WHAT YOU WILL DO >> Reproduce word for word the stretch of the entries below that runs from the line containing "Can you tell me where the blue" through the last line of the entries, including both ends.

SOURCE MATERIAL >>
________________

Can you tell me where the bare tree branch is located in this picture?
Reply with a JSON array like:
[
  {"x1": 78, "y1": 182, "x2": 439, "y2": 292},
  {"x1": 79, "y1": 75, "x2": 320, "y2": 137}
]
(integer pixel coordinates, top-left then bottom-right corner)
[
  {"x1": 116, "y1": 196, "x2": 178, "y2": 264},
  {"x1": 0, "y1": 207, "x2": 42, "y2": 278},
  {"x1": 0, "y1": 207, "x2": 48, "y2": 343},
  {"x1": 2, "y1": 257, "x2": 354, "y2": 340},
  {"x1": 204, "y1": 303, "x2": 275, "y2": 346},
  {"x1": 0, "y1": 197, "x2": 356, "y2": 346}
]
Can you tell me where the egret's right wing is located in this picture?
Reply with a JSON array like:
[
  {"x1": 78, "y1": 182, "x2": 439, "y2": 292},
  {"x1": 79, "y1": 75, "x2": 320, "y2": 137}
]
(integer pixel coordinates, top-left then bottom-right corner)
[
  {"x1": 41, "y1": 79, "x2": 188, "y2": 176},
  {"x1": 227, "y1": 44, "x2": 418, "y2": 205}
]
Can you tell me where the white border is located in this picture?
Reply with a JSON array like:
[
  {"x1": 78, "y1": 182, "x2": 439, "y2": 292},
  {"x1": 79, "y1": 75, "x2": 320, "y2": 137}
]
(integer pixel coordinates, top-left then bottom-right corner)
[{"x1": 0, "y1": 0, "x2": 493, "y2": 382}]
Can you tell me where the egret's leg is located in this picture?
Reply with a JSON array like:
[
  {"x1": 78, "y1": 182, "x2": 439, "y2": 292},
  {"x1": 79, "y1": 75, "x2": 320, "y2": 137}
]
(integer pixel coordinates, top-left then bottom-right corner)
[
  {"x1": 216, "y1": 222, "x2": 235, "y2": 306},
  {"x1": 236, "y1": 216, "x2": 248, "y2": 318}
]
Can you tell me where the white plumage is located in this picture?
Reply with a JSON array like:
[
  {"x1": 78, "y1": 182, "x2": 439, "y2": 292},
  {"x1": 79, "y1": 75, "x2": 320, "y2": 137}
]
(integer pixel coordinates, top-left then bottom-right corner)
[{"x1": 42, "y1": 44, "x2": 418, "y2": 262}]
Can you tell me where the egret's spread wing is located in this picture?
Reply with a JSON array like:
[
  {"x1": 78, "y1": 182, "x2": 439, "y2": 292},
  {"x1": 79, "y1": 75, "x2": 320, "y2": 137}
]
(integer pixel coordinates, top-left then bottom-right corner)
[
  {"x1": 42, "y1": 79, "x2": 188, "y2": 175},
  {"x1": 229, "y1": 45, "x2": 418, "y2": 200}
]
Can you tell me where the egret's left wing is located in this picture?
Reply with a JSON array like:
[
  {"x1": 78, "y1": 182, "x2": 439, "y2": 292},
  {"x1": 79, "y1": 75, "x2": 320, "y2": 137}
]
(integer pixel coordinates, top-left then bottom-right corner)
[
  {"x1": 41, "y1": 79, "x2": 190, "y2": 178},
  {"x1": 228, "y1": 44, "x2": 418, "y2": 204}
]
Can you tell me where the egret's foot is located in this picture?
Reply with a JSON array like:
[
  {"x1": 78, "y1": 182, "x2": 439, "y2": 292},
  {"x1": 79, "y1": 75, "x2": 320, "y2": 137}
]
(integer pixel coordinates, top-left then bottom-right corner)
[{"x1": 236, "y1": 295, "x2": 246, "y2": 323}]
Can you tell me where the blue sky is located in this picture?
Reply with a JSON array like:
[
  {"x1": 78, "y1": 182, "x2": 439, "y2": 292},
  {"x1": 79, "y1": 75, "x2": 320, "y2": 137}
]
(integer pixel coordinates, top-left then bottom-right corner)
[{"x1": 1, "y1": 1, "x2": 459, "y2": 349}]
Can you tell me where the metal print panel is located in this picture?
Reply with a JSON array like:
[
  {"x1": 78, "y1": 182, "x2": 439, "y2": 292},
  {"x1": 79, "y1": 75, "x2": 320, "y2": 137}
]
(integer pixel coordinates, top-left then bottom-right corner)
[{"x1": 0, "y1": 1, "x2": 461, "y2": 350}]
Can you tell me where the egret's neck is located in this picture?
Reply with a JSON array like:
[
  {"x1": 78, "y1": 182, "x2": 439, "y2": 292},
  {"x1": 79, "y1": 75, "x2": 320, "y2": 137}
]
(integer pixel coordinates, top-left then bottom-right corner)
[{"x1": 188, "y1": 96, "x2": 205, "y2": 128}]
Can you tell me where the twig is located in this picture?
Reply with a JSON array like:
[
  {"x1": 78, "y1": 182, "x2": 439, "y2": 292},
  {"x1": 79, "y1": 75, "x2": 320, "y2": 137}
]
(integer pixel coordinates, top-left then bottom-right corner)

________________

PROBLEM SOLUTION >>
Can you tell me where the blue sky is located in this picture?
Reply with a JSON array like:
[
  {"x1": 78, "y1": 182, "x2": 439, "y2": 292},
  {"x1": 79, "y1": 75, "x2": 320, "y2": 137}
]
(integer pixel coordinates, top-left then bottom-right corner)
[{"x1": 1, "y1": 1, "x2": 459, "y2": 349}]
Can you tell me where the metal print panel is located in this picture?
Reply with a JSON array like:
[
  {"x1": 78, "y1": 182, "x2": 439, "y2": 292},
  {"x1": 79, "y1": 75, "x2": 320, "y2": 137}
]
(integer pixel coordinates, top-left then bottom-right corner)
[{"x1": 0, "y1": 1, "x2": 461, "y2": 350}]
Can you tell me where the egret's neck is located in this picture?
Reply with a JSON array like:
[
  {"x1": 78, "y1": 182, "x2": 439, "y2": 292},
  {"x1": 79, "y1": 75, "x2": 320, "y2": 137}
]
(integer pixel coordinates, top-left then bottom-right corner)
[{"x1": 188, "y1": 96, "x2": 205, "y2": 128}]
Can you tell me where the twig is located in this picture?
Reply with a JSON array like:
[
  {"x1": 78, "y1": 182, "x2": 439, "y2": 292},
  {"x1": 79, "y1": 75, "x2": 320, "y2": 137}
]
(integer pixel coordinates, top-left then bottom-right corner)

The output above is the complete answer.